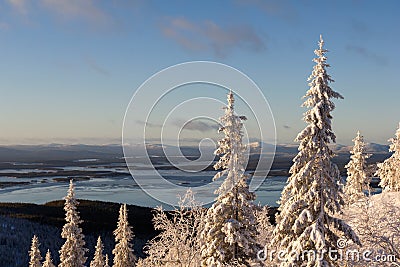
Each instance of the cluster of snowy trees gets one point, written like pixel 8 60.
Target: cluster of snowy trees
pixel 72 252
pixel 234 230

---

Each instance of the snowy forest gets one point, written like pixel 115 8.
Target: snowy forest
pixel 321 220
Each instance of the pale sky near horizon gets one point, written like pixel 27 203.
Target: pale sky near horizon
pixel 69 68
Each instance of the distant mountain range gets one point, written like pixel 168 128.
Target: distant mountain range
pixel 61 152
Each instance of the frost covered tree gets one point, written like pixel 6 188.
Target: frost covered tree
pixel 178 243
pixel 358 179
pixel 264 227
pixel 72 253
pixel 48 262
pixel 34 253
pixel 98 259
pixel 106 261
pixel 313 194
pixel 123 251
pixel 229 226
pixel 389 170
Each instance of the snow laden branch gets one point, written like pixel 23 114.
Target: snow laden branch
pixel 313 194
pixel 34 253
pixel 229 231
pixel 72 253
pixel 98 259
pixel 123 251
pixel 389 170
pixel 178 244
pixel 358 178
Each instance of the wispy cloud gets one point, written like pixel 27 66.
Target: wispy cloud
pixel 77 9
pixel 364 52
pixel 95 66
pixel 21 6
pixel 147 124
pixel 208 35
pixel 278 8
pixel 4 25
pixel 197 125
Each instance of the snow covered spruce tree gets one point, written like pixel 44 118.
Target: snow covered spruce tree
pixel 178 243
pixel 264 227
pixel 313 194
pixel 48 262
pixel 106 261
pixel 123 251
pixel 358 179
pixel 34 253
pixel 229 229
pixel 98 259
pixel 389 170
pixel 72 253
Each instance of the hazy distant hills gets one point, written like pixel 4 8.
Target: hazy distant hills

WHAT THIS TASK INVOLVES :: Among the lines of the listing above, which ones contain the word "hills"? Show them.

WRITTEN RESPONSE ::
Each instance of the hazy distant hills gets one point, written like pixel 4 8.
Target: hazy distant hills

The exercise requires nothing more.